** Begin Record list **
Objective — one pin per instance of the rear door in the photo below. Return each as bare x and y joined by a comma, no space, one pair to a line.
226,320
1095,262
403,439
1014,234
** End Record list **
** Begin Record list **
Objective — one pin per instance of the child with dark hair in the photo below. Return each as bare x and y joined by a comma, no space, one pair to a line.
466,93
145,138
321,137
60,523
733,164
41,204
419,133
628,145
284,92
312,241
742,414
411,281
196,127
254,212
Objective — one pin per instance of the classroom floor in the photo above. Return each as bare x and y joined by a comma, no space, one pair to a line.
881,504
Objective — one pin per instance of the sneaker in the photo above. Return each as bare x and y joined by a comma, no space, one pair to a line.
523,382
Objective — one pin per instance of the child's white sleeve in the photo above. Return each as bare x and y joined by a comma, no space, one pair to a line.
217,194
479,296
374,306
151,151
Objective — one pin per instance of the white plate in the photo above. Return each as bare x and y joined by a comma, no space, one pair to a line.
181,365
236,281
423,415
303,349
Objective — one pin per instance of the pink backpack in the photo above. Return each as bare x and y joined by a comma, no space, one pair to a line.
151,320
** End Record list **
Task goal:
Return every line of the records above that contains the word "each".

Solution below:
Objective — one pin per instance of the rear door in the photo below. Return each as bare x and y joined by a comma, no space, one pair to a line.
Objective — one pin per instance of the child with dark hair in the photo below. Return each as bare x and y joined by a comma, no space, one pair to a line.
Objective — one pin per instance of the classroom floor in the photo above. Return each as bare x and y joined by a comma, no space, one pair to a line.
Objective — one pin per instance of the sneaker in the photo above. Return each as bare x and y joined by a comma, no space, one pair to a line.
Objective — one pin per instance of the child's white sleeve in the photo above. Return each as bare x and y joined by a comma, no space, one pair to a line.
Objective — one pin per instance of the white plate in the photo above. Return each as bare x and y joined by a comma, no space, one pair to a line.
Objective — one pin per instance of the pink backpack in the photo above. Return each as bare x and y joined by a comma, no space, one pair to a line.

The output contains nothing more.